Ziehen Sie aus den folgenden Datensätzen jede Zeile heraus, in der das Wort „bird“ vorkommt.
****************
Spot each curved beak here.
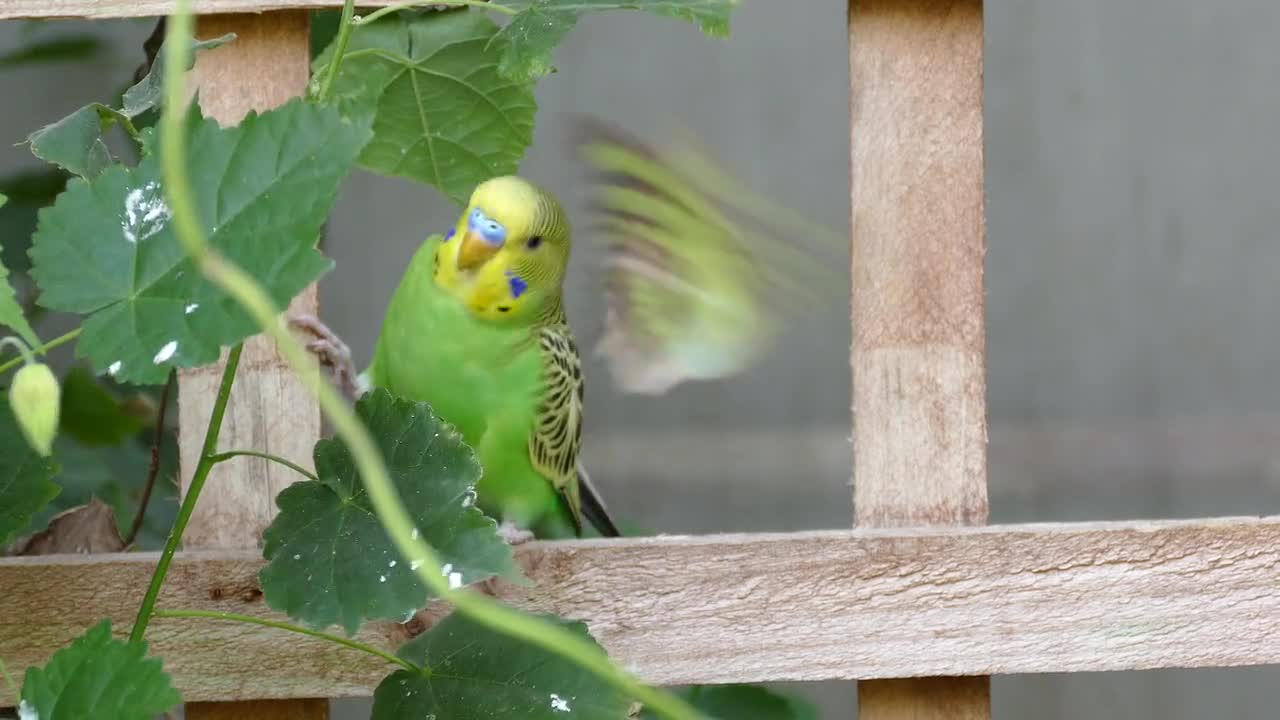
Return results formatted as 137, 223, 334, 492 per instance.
458, 228, 500, 270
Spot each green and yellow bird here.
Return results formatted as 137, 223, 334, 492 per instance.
292, 176, 621, 542
570, 115, 849, 395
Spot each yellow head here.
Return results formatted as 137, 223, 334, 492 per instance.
435, 176, 570, 323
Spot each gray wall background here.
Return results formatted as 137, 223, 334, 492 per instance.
0, 0, 1280, 720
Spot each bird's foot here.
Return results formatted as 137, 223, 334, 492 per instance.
288, 313, 361, 401
475, 520, 534, 597
498, 520, 534, 546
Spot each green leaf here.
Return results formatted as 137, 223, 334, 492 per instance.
494, 0, 740, 81
27, 102, 128, 178
0, 238, 40, 347
32, 427, 178, 550
261, 388, 521, 634
19, 620, 182, 720
31, 99, 370, 384
27, 33, 236, 178
59, 365, 146, 447
311, 10, 342, 60
0, 33, 106, 68
120, 32, 236, 118
640, 685, 819, 720
372, 612, 628, 720
0, 165, 69, 274
322, 10, 538, 204
0, 395, 58, 547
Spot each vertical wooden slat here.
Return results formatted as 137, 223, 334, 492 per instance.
849, 0, 991, 720
178, 12, 329, 720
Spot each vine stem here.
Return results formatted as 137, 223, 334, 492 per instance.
124, 370, 178, 547
129, 338, 244, 642
352, 0, 520, 26
154, 610, 421, 673
0, 328, 81, 374
316, 0, 356, 102
0, 657, 22, 701
160, 0, 703, 720
211, 450, 320, 480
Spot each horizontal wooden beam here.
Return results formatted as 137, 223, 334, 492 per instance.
0, 0, 394, 20
0, 518, 1280, 707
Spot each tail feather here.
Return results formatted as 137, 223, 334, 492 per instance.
577, 462, 622, 538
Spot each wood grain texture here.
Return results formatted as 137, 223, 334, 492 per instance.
849, 0, 991, 720
0, 518, 1280, 702
175, 10, 329, 720
187, 698, 329, 720
178, 13, 320, 550
849, 0, 987, 527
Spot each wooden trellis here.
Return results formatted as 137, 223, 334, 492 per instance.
0, 0, 1280, 720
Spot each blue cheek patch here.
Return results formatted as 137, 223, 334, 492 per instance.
507, 270, 529, 297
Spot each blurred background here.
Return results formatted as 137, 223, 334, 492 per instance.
0, 0, 1280, 720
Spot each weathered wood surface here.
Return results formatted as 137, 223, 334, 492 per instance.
177, 10, 329, 720
178, 13, 320, 550
846, 0, 991, 720
0, 518, 1280, 702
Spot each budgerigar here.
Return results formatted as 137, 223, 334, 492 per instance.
570, 115, 849, 395
292, 176, 620, 542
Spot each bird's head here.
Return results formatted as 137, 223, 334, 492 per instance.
436, 176, 570, 322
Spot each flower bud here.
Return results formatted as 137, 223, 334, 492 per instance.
9, 363, 61, 457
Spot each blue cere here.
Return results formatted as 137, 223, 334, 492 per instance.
467, 208, 507, 246
507, 270, 529, 297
****************
* _Die Antwort_:
Spot each green and yellow bird here.
Spot each bird's foot here.
Spot each bird's head here.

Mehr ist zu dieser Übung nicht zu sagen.